_ASSIGNMENT_
Reproduce word for word the lines of the items starting at the line that contains "Prompts follow the" and ending at the line that contains "126L196 133V136H234L233 124L181", including both of those lines.

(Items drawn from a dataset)

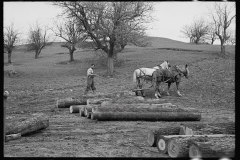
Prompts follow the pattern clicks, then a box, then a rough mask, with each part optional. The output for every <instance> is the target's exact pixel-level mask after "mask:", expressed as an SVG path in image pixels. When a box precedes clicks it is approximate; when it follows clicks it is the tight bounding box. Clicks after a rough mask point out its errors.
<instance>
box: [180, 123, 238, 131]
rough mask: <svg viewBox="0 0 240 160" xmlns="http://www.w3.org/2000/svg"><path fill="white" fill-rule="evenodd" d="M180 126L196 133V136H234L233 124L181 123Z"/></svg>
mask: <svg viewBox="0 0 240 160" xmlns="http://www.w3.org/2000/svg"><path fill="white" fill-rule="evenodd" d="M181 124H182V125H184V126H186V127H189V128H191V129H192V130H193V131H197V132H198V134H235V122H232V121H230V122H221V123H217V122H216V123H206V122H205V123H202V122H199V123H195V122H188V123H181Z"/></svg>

* * *

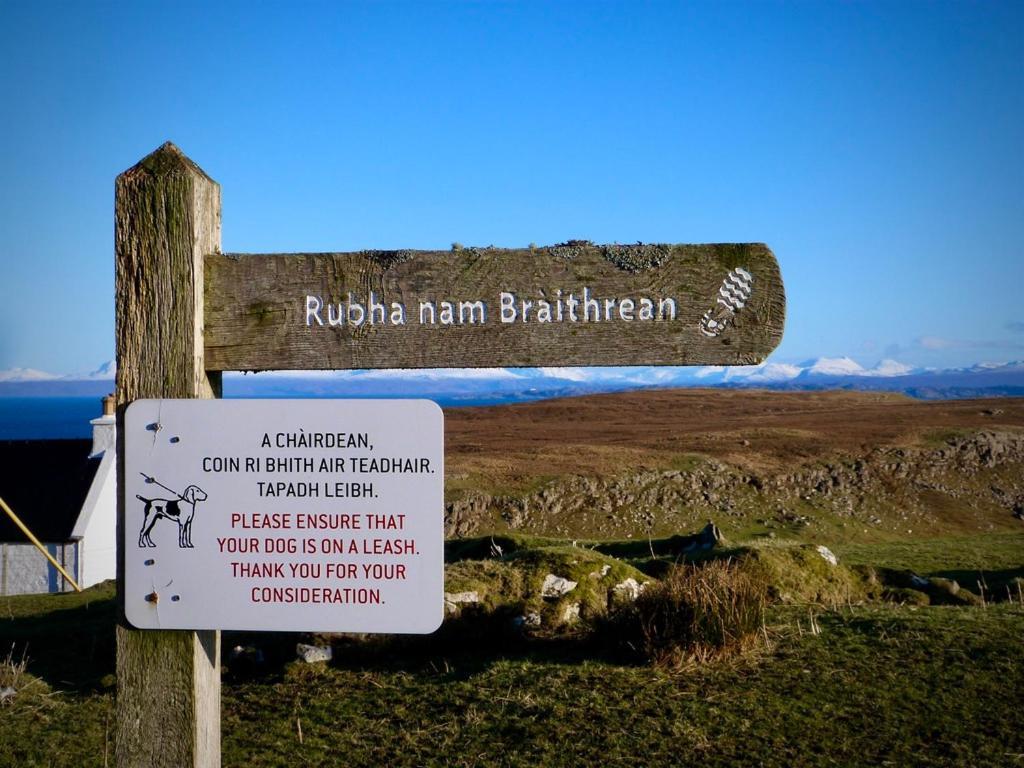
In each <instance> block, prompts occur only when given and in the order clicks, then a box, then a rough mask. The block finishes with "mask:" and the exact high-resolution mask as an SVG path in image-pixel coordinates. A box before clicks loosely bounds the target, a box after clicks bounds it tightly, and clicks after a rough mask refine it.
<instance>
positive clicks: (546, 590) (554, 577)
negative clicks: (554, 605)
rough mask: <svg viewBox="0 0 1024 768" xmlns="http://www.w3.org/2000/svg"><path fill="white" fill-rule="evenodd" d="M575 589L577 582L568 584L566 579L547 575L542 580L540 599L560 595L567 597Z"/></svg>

...

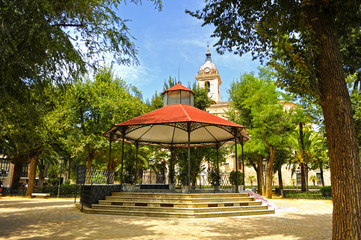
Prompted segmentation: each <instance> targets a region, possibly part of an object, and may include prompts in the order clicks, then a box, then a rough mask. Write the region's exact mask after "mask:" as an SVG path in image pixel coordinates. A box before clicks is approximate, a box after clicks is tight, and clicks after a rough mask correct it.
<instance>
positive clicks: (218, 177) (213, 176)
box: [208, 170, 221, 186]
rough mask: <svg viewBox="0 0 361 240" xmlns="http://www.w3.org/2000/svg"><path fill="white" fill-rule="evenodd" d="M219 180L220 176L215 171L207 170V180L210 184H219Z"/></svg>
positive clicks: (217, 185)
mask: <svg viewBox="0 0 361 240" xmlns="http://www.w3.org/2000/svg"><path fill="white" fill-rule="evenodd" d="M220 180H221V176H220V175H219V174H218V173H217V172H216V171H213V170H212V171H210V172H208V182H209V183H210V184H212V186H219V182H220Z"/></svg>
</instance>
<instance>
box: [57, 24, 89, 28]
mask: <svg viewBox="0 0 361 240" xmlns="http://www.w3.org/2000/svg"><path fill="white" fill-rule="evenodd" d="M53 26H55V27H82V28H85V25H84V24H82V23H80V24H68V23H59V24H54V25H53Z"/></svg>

_EXERCISE RESULT_
Prompts follow the pattern clicks, then a box, then a rough mask, with each part optional. The output for every <instance> is the target's exact pixel-level mask after "mask:", expressed as an SVG path in image pixels. When a box precedes clicks it is approximate; when it follows clicks it is the tight bounding box. Clicks after a rough mask point out its errors.
<instance>
box: [180, 123, 238, 131]
rough mask: <svg viewBox="0 0 240 160" xmlns="http://www.w3.org/2000/svg"><path fill="white" fill-rule="evenodd" d="M180 126L196 133V136H234L233 124L181 123Z"/></svg>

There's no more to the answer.